■ **WORK INSTRUCTIONS**
Drop the pictures and repeat exactly from the "Each instance receives one keypoint. Mark the low" line down to the last line of the entries below.

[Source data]
=====

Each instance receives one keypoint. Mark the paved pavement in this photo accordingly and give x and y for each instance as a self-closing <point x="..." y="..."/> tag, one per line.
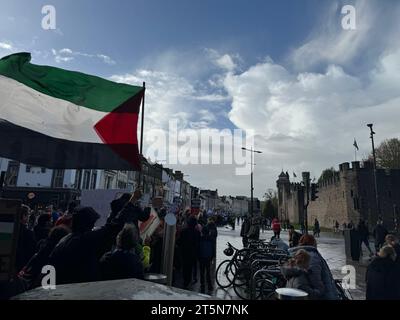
<point x="329" y="245"/>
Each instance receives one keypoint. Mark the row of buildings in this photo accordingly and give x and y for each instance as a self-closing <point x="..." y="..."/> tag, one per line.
<point x="349" y="195"/>
<point x="38" y="186"/>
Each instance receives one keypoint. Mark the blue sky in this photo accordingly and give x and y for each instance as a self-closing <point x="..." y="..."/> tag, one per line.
<point x="285" y="69"/>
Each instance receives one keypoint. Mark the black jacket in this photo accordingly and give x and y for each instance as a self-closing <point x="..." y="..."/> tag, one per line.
<point x="380" y="233"/>
<point x="26" y="247"/>
<point x="382" y="280"/>
<point x="76" y="257"/>
<point x="121" y="264"/>
<point x="299" y="279"/>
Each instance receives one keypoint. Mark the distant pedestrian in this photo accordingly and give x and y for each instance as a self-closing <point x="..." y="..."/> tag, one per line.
<point x="363" y="234"/>
<point x="379" y="234"/>
<point x="297" y="275"/>
<point x="382" y="276"/>
<point x="26" y="245"/>
<point x="245" y="230"/>
<point x="317" y="229"/>
<point x="294" y="237"/>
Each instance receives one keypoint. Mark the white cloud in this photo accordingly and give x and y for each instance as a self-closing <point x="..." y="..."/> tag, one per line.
<point x="66" y="55"/>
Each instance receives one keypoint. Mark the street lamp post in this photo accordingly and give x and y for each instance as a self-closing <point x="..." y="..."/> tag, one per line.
<point x="374" y="163"/>
<point x="251" y="178"/>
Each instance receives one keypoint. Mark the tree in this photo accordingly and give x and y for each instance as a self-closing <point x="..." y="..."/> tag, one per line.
<point x="388" y="154"/>
<point x="327" y="174"/>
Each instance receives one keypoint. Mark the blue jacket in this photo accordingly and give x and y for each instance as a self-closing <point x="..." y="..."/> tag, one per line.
<point x="320" y="275"/>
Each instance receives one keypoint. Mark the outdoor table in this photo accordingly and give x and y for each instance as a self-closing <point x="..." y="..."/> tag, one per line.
<point x="291" y="294"/>
<point x="156" y="278"/>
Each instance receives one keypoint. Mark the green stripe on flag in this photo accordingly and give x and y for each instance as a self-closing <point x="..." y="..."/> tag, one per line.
<point x="79" y="88"/>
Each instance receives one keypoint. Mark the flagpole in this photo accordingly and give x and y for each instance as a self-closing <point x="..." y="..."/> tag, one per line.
<point x="141" y="137"/>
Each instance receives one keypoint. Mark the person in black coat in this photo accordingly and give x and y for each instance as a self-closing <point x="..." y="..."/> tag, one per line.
<point x="76" y="257"/>
<point x="26" y="245"/>
<point x="379" y="233"/>
<point x="206" y="254"/>
<point x="124" y="262"/>
<point x="32" y="272"/>
<point x="294" y="237"/>
<point x="382" y="276"/>
<point x="43" y="227"/>
<point x="189" y="248"/>
<point x="363" y="234"/>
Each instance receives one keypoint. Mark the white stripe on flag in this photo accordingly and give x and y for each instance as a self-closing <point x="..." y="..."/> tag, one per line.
<point x="31" y="109"/>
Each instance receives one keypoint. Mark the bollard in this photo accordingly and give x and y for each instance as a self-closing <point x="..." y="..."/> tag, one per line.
<point x="169" y="247"/>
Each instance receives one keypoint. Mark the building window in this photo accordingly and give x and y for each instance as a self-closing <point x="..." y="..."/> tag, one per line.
<point x="108" y="182"/>
<point x="58" y="178"/>
<point x="78" y="178"/>
<point x="93" y="182"/>
<point x="86" y="179"/>
<point x="12" y="173"/>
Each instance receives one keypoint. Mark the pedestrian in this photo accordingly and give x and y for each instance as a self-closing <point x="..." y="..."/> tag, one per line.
<point x="379" y="234"/>
<point x="76" y="257"/>
<point x="363" y="234"/>
<point x="124" y="262"/>
<point x="26" y="245"/>
<point x="316" y="228"/>
<point x="245" y="230"/>
<point x="189" y="248"/>
<point x="43" y="227"/>
<point x="31" y="274"/>
<point x="276" y="227"/>
<point x="393" y="241"/>
<point x="320" y="275"/>
<point x="297" y="275"/>
<point x="382" y="276"/>
<point x="206" y="254"/>
<point x="294" y="237"/>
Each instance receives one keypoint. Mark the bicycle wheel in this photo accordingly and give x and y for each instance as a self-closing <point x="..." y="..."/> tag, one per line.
<point x="241" y="283"/>
<point x="225" y="274"/>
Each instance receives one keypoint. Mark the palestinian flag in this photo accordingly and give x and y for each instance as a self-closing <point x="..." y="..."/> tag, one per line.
<point x="56" y="118"/>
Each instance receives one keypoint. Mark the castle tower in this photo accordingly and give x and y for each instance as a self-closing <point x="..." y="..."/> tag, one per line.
<point x="283" y="185"/>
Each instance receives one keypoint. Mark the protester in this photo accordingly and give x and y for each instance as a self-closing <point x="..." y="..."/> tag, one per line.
<point x="32" y="272"/>
<point x="382" y="276"/>
<point x="321" y="278"/>
<point x="379" y="234"/>
<point x="294" y="237"/>
<point x="296" y="273"/>
<point x="43" y="227"/>
<point x="393" y="241"/>
<point x="206" y="254"/>
<point x="26" y="245"/>
<point x="124" y="262"/>
<point x="76" y="257"/>
<point x="276" y="227"/>
<point x="363" y="234"/>
<point x="245" y="230"/>
<point x="279" y="243"/>
<point x="189" y="248"/>
<point x="317" y="229"/>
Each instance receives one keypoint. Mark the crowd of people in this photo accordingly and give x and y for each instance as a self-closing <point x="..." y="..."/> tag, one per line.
<point x="81" y="252"/>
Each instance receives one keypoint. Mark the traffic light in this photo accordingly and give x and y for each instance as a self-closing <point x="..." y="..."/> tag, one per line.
<point x="314" y="191"/>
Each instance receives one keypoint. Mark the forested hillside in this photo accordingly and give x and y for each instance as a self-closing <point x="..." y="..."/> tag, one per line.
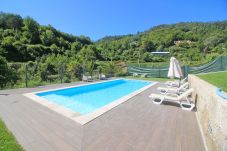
<point x="51" y="54"/>
<point x="23" y="39"/>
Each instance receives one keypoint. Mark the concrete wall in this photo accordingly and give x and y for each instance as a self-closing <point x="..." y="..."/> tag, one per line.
<point x="211" y="114"/>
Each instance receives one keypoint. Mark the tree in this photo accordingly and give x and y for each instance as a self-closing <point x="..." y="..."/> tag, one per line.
<point x="31" y="28"/>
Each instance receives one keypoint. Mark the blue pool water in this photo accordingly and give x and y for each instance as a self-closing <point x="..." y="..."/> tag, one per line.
<point x="87" y="98"/>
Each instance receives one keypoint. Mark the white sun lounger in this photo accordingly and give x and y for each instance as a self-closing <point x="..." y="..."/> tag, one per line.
<point x="87" y="78"/>
<point x="182" y="88"/>
<point x="102" y="77"/>
<point x="176" y="83"/>
<point x="170" y="97"/>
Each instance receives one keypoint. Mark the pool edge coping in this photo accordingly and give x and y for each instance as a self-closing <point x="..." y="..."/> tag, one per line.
<point x="77" y="117"/>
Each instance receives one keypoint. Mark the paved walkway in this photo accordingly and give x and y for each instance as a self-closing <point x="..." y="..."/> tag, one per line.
<point x="136" y="125"/>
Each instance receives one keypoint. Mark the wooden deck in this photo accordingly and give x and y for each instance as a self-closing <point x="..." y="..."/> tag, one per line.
<point x="136" y="125"/>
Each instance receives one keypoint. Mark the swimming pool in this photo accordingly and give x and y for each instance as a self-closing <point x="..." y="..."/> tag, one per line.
<point x="86" y="99"/>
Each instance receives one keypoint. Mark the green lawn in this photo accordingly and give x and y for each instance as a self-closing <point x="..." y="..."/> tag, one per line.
<point x="149" y="79"/>
<point x="7" y="140"/>
<point x="218" y="79"/>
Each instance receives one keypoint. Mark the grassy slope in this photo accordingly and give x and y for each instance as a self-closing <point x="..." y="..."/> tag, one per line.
<point x="218" y="79"/>
<point x="7" y="140"/>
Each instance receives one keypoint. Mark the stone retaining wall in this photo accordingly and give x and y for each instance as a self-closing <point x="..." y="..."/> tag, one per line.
<point x="211" y="114"/>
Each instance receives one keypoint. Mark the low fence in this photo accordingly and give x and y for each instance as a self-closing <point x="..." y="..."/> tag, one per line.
<point x="219" y="64"/>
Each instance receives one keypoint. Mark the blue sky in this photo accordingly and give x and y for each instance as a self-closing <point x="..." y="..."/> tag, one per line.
<point x="98" y="18"/>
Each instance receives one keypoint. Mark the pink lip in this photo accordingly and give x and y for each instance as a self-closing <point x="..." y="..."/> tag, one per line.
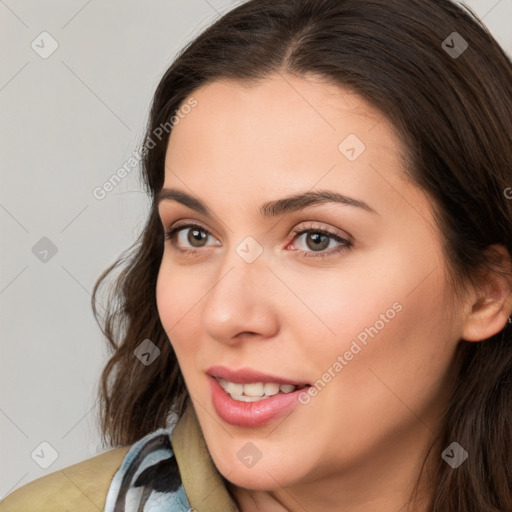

=====

■ **RESPONSE AREA**
Each instance receives one keypoint. Mark the low fence in this photo accordingly and give x and y for each instance as a self-closing <point x="..." y="..."/> tag, one per line.
<point x="219" y="64"/>
Each instance receives one keypoint. Mark the blue sky in this photo accordingly and give x and y for each instance as a self-closing <point x="..." y="..."/> tag, one per line.
<point x="98" y="18"/>
Each instance receives one keypoint. Mark the pink lip in this photo accordingly and give x and y for each instance as a self-closing <point x="..." y="..."/> tag, one per line.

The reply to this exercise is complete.